- Excerpts of location labeling data
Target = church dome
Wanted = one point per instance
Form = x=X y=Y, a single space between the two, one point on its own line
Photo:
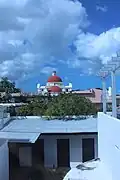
x=54 y=78
x=55 y=89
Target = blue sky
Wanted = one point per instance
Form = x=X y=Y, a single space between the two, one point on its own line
x=75 y=38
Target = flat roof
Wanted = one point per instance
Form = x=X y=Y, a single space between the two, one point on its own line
x=29 y=129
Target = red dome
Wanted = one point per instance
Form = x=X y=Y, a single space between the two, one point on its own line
x=54 y=79
x=55 y=89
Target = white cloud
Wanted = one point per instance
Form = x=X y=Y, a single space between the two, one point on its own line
x=48 y=70
x=95 y=50
x=101 y=8
x=48 y=28
x=49 y=25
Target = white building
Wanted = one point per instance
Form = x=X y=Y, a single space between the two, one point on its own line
x=54 y=86
x=52 y=143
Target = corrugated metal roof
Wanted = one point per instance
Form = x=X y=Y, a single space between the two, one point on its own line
x=36 y=125
x=19 y=137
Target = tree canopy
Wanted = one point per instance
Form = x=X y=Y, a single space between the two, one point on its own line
x=62 y=105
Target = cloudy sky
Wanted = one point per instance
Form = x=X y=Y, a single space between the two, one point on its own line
x=76 y=38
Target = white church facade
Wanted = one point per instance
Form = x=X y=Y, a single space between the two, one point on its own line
x=54 y=86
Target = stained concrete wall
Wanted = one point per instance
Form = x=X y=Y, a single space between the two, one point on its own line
x=4 y=160
x=109 y=143
x=50 y=148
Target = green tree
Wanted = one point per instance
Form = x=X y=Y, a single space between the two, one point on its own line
x=70 y=104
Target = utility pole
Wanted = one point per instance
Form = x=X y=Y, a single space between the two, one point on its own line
x=104 y=100
x=114 y=107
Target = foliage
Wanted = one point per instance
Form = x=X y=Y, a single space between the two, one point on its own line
x=62 y=105
x=70 y=104
x=25 y=110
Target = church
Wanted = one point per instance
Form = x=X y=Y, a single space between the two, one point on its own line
x=54 y=86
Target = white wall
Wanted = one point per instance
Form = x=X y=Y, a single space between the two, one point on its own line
x=4 y=160
x=50 y=148
x=25 y=156
x=109 y=143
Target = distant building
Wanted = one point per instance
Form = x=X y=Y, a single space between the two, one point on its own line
x=54 y=86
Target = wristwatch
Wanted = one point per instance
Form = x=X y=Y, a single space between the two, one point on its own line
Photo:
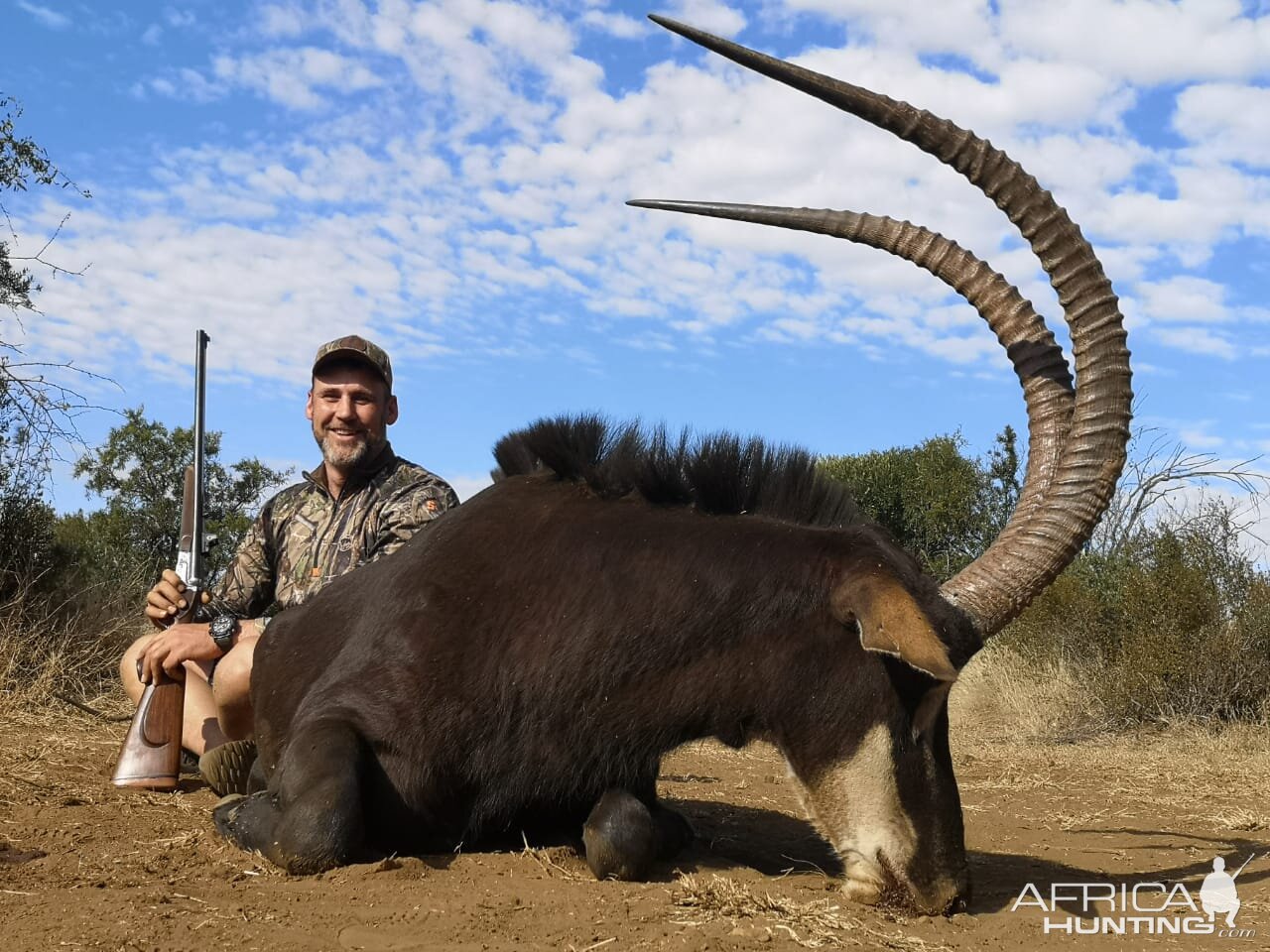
x=221 y=629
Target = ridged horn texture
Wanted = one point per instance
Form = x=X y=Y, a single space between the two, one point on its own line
x=1030 y=345
x=1075 y=460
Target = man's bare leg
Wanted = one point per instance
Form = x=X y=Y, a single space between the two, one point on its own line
x=231 y=689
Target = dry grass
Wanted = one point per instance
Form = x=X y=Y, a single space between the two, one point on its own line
x=816 y=924
x=1002 y=693
x=50 y=657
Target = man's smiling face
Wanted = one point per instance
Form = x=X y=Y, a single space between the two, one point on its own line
x=350 y=411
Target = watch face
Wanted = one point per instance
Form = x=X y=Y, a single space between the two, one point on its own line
x=222 y=630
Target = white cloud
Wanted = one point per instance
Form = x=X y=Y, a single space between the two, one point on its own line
x=485 y=171
x=1185 y=298
x=1225 y=122
x=1197 y=340
x=290 y=76
x=180 y=18
x=616 y=24
x=710 y=16
x=1142 y=41
x=45 y=16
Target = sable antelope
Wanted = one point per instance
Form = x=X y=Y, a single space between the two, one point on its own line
x=619 y=593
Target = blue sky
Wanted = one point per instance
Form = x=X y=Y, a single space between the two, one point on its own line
x=448 y=178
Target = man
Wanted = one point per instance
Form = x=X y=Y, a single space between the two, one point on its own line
x=362 y=503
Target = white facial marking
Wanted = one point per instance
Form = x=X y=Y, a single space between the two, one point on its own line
x=856 y=803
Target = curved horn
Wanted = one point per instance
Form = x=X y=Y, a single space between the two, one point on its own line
x=1029 y=344
x=1044 y=536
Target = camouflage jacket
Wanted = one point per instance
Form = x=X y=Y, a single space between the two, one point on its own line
x=304 y=537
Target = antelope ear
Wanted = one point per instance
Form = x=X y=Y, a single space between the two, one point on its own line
x=893 y=624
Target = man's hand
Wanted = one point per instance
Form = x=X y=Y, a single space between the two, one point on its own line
x=167 y=599
x=172 y=648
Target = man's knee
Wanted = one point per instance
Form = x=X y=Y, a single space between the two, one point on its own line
x=231 y=688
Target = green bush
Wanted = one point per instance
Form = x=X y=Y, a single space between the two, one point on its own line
x=1174 y=626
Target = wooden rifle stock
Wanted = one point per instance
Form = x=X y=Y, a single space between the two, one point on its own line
x=150 y=758
x=151 y=748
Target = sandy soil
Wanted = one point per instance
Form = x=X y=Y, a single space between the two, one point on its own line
x=85 y=866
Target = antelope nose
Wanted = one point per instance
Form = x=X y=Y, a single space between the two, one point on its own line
x=945 y=896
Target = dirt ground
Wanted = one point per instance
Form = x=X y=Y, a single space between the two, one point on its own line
x=85 y=866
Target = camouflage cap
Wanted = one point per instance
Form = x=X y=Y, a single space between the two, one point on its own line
x=357 y=349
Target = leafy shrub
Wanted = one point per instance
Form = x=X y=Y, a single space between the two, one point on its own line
x=1174 y=626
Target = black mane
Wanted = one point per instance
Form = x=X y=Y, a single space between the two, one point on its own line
x=719 y=474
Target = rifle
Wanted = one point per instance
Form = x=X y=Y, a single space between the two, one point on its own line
x=150 y=758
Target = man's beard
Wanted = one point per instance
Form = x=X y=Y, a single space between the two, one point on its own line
x=348 y=456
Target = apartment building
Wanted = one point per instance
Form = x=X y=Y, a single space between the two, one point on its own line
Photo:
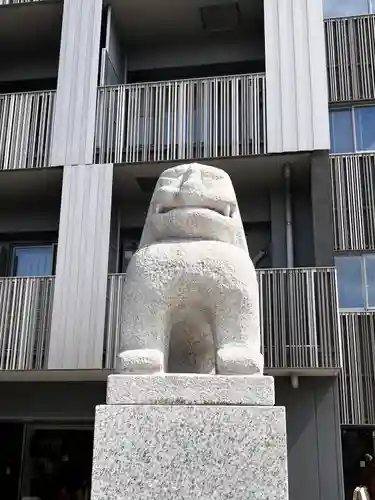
x=100 y=96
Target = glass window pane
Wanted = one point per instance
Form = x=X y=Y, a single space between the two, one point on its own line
x=365 y=128
x=341 y=127
x=32 y=261
x=350 y=282
x=370 y=278
x=339 y=8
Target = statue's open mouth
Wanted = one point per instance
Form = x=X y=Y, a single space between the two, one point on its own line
x=225 y=210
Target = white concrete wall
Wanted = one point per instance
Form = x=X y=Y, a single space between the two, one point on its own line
x=297 y=97
x=74 y=125
x=77 y=330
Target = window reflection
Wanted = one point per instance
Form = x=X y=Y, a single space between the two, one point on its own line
x=343 y=8
x=32 y=261
x=352 y=129
x=341 y=128
x=370 y=279
x=364 y=127
x=356 y=281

- Objective
Reproduce all the entries that precede this task, word for word, minus any pictures.

- Task output
Target = church dome
Wanted = one point per instance
Form = x=X y=Y, a single space between the two, one point on its own line
Photo:
x=54 y=78
x=55 y=89
Target = blue sky
Wanted = one point per instance
Form = x=X y=Y, a single space between the two, one point on its own line
x=75 y=38
Target = flat roof
Wanted = one point per instance
Form = x=X y=Y, a single space between the two, one point on its own line
x=29 y=129
Target = red dome
Wanted = one point per instance
Form = x=X y=Y, a single space between the two, one point on its own line
x=54 y=79
x=55 y=89
Target = white cloud
Wanted = one point per instance
Form = x=X y=Y, a single space between the two, one point on its own line
x=48 y=70
x=95 y=50
x=101 y=8
x=48 y=28
x=49 y=25
Target = white building
Wanted = one point per instance
Form = x=X y=Y, a single space between the two, one point on its own line
x=54 y=86
x=52 y=143
Target = corrugated metal roof
Wanted = one point per instance
Form = x=X y=Y, a single space between the two, one point on its own line
x=36 y=125
x=19 y=137
Target = tree canopy
Wanted = one point per instance
Form = x=X y=Y, a single space between the two, one point on its own line
x=62 y=105
Target = cloudy sky
Wanted = one point per instance
Form = x=X y=Y, a single space between the two, one point on its own line
x=76 y=38
Target = white church facade
Wanted = one point per instance
Form = x=X y=Y, a single space between the two, one point on its own line
x=54 y=86
Target = stained concrete wall
Wanted = one point per instance
Form = x=X y=Y, a single space between the two, one point on its own line
x=4 y=160
x=109 y=143
x=50 y=148
Target = green tree
Wanted = one point per instance
Form = x=X y=Y, a single space between the two, one point on its own line
x=70 y=104
Target = utility pole
Wanted = one point per instance
Form = x=X y=Y, a single space between the two, one point on its own line
x=104 y=100
x=114 y=107
Target = foliage
Wanted = one point per instance
Form = x=X y=Y, a single space between the two, one point on its own line
x=62 y=105
x=70 y=104
x=25 y=110
Target = church
Wanted = one point per instance
Form = x=X y=Y, a single space between the two, one point on its own line
x=54 y=86
Target = white wall
Wanted = one point per instance
Form = x=X y=Y, a single space between the two, one point on its own line
x=4 y=160
x=50 y=148
x=25 y=156
x=109 y=143
Target = distant building
Wanted = one point per instance
Form = x=X y=Y, a single space between the two, one point on its own line
x=54 y=86
Target = wristwatch
Wanted = one point per instance
Form = x=X y=Y, a single space between the two, one point on its own line
Photo:
x=221 y=629
Target = ridged horn texture
Wanted = one point per instance
Form = x=X y=Y, a single space between the two, one point on its own line
x=1030 y=345
x=1075 y=460
Target = man's bare leg
Wanted = one point per instance
Form = x=X y=Y, a single space between the two, one point on its own line
x=231 y=689
Target = dry grass
Wanted = one point per instance
Form = x=X y=Y, a single space between the two, one point on its own line
x=816 y=924
x=1002 y=693
x=50 y=657
Target = man's smiling face
Wanted = one point per instance
Form = x=X y=Y, a single space between the two, one point on its own line
x=350 y=411
Target = watch face
Wanted = one point per instance
Form = x=X y=Y, a single space between the two, one point on its own line
x=222 y=630
Target = white cloud
Wanted = one point per instance
Form = x=X y=Y, a single space between the two, one point on its own line
x=485 y=171
x=1185 y=298
x=1225 y=122
x=1197 y=340
x=290 y=76
x=180 y=18
x=616 y=24
x=710 y=16
x=1142 y=41
x=45 y=16
Target = sable antelope
Wanted = one point per instance
Form = x=X y=Y, a single space between the two, one point on its own line
x=619 y=593
Target = blue sky
Wanted = one point per instance
Form = x=X y=Y, a single space between the two, one point on its own line
x=448 y=178
Target = man
Wanted = one point per instance
Form = x=X y=Y, a single space between the two, one point on its own line
x=362 y=503
Target = white facial marking
Wanted = one point per instance
Form = x=X y=Y, a single space between the two, one point on its own line
x=856 y=803
Target = curved horn
Wanted = one point per instance
Form = x=X y=Y, a single space between the two, one point on its own line
x=1029 y=344
x=1044 y=536
Target = camouflage jacket
Wanted = one point per instance
Form = x=X y=Y, a single space between the two, one point on its own line
x=304 y=537
Target = antelope ear
Wanted = one point per instance
Form = x=X y=Y, a single space between the two, one point on its own line
x=893 y=624
Target = man's hand
Wanted = one point per instance
Form = x=X y=Y, a single space between the two, one point on its own line
x=167 y=599
x=172 y=648
Target = man's knee
Wanted = one point per instance
Form = x=X y=Y, a single space between the two, one point on its own line
x=231 y=688
Target = green bush
Wanted = one point per instance
Form = x=X y=Y, a single space between the two, one point on its own line
x=1174 y=626
Target = wooden rifle stock
Wanted = one point per instance
Form = x=X y=Y, a single space between the two, one point on its own line
x=150 y=758
x=151 y=748
Target = sandy soil
Wanted = one point per instance
Form = x=X y=Y, a single space between the two, one point on its own line
x=85 y=866
Target = antelope nose
Wanted = one point per instance
Form = x=X y=Y, a single space between the two, one point on its own line
x=945 y=896
Target = dirt ground
Wanted = one point per instance
Form = x=X y=Y, a single space between the two, one point on its own line
x=85 y=866
Target = camouflage cap
Wanted = one point per instance
Form = x=X y=Y, a single space between the two, one point on its own line
x=357 y=349
Target = leafy shrub
Wanted = one point per instance
Form = x=X y=Y, a single space between the two, one point on its own line
x=1174 y=626
Target = black mane
Wanted = one point per instance
Form = x=X y=Y, a single space between the two, one point on its own line
x=719 y=474
Target = rifle
Wanted = one point per instance
Form = x=X y=Y, a single space between the two, one point on its own line
x=150 y=758
Target = man's beard
Wanted = one point per instance
Form = x=X y=Y, a single space between the two, one point on its own line
x=348 y=456
Target = apartment building
Wanted = one point per instance
Form = x=X y=Y, a single space between the two, one point on its own line
Photo:
x=100 y=96
Target = glass window pane
Wanted = one point per instance
Form = x=X y=Y, a single space between the two, one point on its own line
x=365 y=128
x=341 y=127
x=32 y=261
x=350 y=282
x=370 y=278
x=339 y=8
Target = statue's open mouth
Wanted = one point per instance
Form = x=X y=Y, a single space between the two, one point on its own line
x=225 y=210
Target = white concrete wall
Wanted = one point per instance
Form = x=X y=Y, a single space between the two, one point on its own line
x=297 y=97
x=74 y=125
x=77 y=330
Target = window reflection
Wanted = one point per instance
Form = x=X y=Y, a single space between the two, one point on its own line
x=343 y=8
x=32 y=261
x=352 y=129
x=341 y=128
x=370 y=279
x=364 y=127
x=356 y=281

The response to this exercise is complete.